## EXERCISE MATERIAL
· · · · ·

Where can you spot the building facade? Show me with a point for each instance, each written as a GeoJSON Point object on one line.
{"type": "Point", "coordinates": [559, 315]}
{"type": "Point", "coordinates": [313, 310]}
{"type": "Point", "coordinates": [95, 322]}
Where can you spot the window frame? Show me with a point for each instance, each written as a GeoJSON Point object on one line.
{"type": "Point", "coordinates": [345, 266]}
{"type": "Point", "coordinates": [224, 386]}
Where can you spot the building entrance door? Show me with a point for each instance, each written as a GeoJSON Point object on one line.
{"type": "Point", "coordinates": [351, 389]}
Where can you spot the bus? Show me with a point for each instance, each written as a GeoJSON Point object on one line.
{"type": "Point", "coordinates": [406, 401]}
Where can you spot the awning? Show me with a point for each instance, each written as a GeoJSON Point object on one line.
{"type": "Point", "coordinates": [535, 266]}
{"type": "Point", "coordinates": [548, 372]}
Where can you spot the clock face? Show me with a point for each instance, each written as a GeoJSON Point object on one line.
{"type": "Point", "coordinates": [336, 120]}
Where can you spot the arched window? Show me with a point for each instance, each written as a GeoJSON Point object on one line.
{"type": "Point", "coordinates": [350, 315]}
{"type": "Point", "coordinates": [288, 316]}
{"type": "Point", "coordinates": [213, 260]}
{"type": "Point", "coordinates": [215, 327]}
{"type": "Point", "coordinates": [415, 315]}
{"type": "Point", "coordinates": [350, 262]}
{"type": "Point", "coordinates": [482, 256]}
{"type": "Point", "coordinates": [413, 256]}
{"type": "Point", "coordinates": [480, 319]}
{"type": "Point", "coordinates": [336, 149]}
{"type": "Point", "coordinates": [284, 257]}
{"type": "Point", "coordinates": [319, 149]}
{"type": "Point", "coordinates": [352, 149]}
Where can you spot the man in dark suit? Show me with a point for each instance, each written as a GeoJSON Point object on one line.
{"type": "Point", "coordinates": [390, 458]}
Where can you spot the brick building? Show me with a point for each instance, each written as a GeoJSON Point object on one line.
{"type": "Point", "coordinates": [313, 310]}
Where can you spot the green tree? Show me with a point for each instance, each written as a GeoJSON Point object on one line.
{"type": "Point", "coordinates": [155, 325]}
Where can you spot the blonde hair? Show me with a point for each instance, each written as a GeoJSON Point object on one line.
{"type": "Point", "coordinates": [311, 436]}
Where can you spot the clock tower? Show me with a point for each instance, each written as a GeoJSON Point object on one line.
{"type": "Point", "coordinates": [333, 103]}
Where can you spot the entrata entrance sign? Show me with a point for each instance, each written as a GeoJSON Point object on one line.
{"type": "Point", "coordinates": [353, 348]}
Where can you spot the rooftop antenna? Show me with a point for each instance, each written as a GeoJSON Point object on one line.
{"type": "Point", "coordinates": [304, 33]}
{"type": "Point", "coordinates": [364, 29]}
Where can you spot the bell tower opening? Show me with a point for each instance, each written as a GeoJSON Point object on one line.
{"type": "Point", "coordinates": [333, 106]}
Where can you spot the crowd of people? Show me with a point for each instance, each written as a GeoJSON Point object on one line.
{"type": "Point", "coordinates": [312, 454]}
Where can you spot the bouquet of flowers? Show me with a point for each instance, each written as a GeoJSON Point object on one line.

· · · · ·

## ASSIGNMENT
After reading the records above, transcribe them verbatim.

## SOLUTION TO THE EXERCISE
Where can you spot the building facade? Show me with a point for each instance, each written as a GeoJSON Point object on one line.
{"type": "Point", "coordinates": [559, 315]}
{"type": "Point", "coordinates": [313, 310]}
{"type": "Point", "coordinates": [95, 322]}
Where can you spot the window frame? Show me with a point for each instance, each written as a GeoJSON Point object on one line.
{"type": "Point", "coordinates": [345, 266]}
{"type": "Point", "coordinates": [224, 386]}
Where can you spot the building entrance door? Show me with a point for each instance, each written as a GeoJSON Point object on one line.
{"type": "Point", "coordinates": [351, 389]}
Where can you spot the bus? Show me with a point for each instance, each written as a GeoJSON Point object on one line.
{"type": "Point", "coordinates": [406, 401]}
Where can you spot the awning? Show me with a point for each instance, each written as a GeoJSON Point object on one line.
{"type": "Point", "coordinates": [535, 266]}
{"type": "Point", "coordinates": [548, 372]}
Where can you spot the clock face? Show me with a point for each instance, each written as a GeoJSON Point object on one line.
{"type": "Point", "coordinates": [336, 120]}
Where can you spot the arched window? Show me with a point for each instance, each written as a GeoJSON Point object on one line.
{"type": "Point", "coordinates": [350, 315]}
{"type": "Point", "coordinates": [288, 316]}
{"type": "Point", "coordinates": [213, 260]}
{"type": "Point", "coordinates": [215, 327]}
{"type": "Point", "coordinates": [415, 315]}
{"type": "Point", "coordinates": [350, 262]}
{"type": "Point", "coordinates": [482, 256]}
{"type": "Point", "coordinates": [413, 256]}
{"type": "Point", "coordinates": [480, 319]}
{"type": "Point", "coordinates": [336, 149]}
{"type": "Point", "coordinates": [284, 257]}
{"type": "Point", "coordinates": [319, 149]}
{"type": "Point", "coordinates": [352, 149]}
Where can you spot the man in dark suit? Show me with a point for each instance, each written as a GeoJSON Point object on one line.
{"type": "Point", "coordinates": [390, 458]}
Where can you spot the brick building? Show me with a point for each instance, each written as a GeoJSON Point object on one line.
{"type": "Point", "coordinates": [313, 310]}
Where can you spot the green tree? Show me with a point for each instance, each written as a GeoJSON Point object on one line.
{"type": "Point", "coordinates": [155, 325]}
Where can you spot the blonde hair? Show me with a point for each instance, each written as a GeoJSON Point object on one line.
{"type": "Point", "coordinates": [311, 436]}
Where can you spot the clock tower? Show me with a point for each instance, each written as a GeoJSON Point object on one line.
{"type": "Point", "coordinates": [333, 103]}
Where can you spot the entrata entrance sign? Show me with a point for each instance, each written as a GeoJSON Point object on one line.
{"type": "Point", "coordinates": [353, 348]}
Where can you spot the rooftop antenna? Show me with a point for each instance, each written as a GeoJSON Point object on one line.
{"type": "Point", "coordinates": [304, 33]}
{"type": "Point", "coordinates": [364, 29]}
Where can you spot the bell tower opening? Show me with a point for each instance, each written as a GeoJSON Point object on one line.
{"type": "Point", "coordinates": [333, 106]}
Where can you spot the crowd of people? Show me with a point for each instance, each written as a GeoJSON Point object on one line.
{"type": "Point", "coordinates": [312, 454]}
Where can you spot the bouquet of flowers? Show me with a point for each instance, each written as a GeoJSON Point object on one line.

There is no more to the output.